[Data extracted from a collection]
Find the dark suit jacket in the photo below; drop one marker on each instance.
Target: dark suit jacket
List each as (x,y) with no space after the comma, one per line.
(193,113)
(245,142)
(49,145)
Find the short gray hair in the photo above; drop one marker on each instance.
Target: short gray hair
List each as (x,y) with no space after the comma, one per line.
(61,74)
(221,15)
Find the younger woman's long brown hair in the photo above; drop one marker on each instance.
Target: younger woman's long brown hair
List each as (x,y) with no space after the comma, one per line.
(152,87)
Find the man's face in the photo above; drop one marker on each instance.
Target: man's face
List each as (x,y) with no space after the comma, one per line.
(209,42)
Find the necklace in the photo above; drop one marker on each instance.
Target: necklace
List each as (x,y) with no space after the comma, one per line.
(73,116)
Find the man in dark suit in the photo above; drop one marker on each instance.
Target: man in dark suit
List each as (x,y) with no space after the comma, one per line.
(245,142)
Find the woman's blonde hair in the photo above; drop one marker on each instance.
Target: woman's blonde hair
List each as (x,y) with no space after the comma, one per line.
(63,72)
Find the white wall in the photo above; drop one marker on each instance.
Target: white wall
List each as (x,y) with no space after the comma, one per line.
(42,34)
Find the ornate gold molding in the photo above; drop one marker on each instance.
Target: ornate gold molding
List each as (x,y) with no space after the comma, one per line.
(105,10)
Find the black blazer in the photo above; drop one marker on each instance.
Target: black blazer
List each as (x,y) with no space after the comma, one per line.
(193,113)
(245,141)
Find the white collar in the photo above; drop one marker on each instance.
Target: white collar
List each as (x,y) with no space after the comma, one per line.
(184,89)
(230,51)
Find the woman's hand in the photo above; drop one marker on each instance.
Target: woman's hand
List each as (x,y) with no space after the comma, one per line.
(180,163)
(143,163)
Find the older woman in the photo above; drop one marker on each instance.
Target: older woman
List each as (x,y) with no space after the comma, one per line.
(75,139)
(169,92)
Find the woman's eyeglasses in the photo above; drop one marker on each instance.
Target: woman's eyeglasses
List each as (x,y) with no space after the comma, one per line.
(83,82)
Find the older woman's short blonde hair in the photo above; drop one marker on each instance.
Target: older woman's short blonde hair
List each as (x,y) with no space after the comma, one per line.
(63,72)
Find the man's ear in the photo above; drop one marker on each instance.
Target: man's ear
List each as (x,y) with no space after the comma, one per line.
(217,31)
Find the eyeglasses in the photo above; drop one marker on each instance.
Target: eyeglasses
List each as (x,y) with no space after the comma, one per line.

# AIM:
Return each line of the data exactly as written above.

# REPLY TO THE TASK:
Find the dark suit jacket in the photo below; drop one marker on each instance.
Target: dark suit jacket
List each as (x,y) with no space after the comma, one per line.
(193,113)
(245,142)
(49,145)
Find the short gray hair in the photo above; drop one marker on each instance.
Target: short gray hair
List each as (x,y) with no space after the comma, one per line.
(61,74)
(221,15)
Find the younger woman's long brown hair in the photo above; drop one marker on each instance.
Target: younger woman's long brown hair
List each as (x,y) with no space after the comma, one per line.
(152,87)
Find the man's face in the photo above; drop one marker on each instance.
Target: man's face
List each as (x,y) with no space after the comma, one per line.
(209,42)
Find the necklace in the photo above; drop one marker on each instance.
Target: necklace
List each as (x,y) with no space after the comma, one per line.
(73,116)
Find the man in dark suit in the photo above; drop one marker on each instance.
Target: man in dark suit
List each as (x,y) with no space after the comma, one per line.
(245,142)
Find the woman's blonde hair in the photo above; drop one marker on each instance.
Target: woman's blonde hair
List each as (x,y) with no space after the comma, one per line.
(63,72)
Find the white wall in the photo above; drop one marker on each instance.
Target: white wall
List each as (x,y) with no space after the comma, one per line.
(42,34)
Find the ornate gold molding in the photo above; drop one marker on each instance.
Target: ornate gold molding
List each as (x,y) with no space after the comma, one per line.
(105,10)
Find the black blazer in the photo above; drop one marker on each instance.
Target: black blazer
List each as (x,y) with no space after the comma, one per line.
(193,113)
(245,141)
Find the white collar in the photo above; drop one marker on each instance.
Target: white collar
List each as (x,y) with no space after the comma, one per line.
(184,89)
(230,51)
Find the woman's hand in the photo above; drop one marker on each instance.
Target: woman's hand
List each as (x,y) with no space after the comma, one per line.
(180,163)
(143,163)
Find the older woman in the photo above; drop one marker on each instance.
Target: older woman
List each as (x,y) with no space after the comma, one per line.
(75,139)
(169,92)
Find the woman's eyeglasses in the photo above; drop one marker on each instance.
Target: woman's eyeglasses
List each as (x,y) with no space after the comma, one per line.
(83,82)
Find the older woman's short blonde hair in the photo above; drop one marker on each instance.
Target: older woman's short blonde hair
List each as (x,y) with no space after the comma, one per line.
(63,72)
Find the man's ear in the photo above; drop one marker on each instance.
Target: man's ear
List each as (x,y) with no space after the comma, one per line.
(217,31)
Find the eyeglasses in the photo above; drop one marker on each instance.
Target: eyeglasses
List each as (x,y) with no space after the comma, one per line.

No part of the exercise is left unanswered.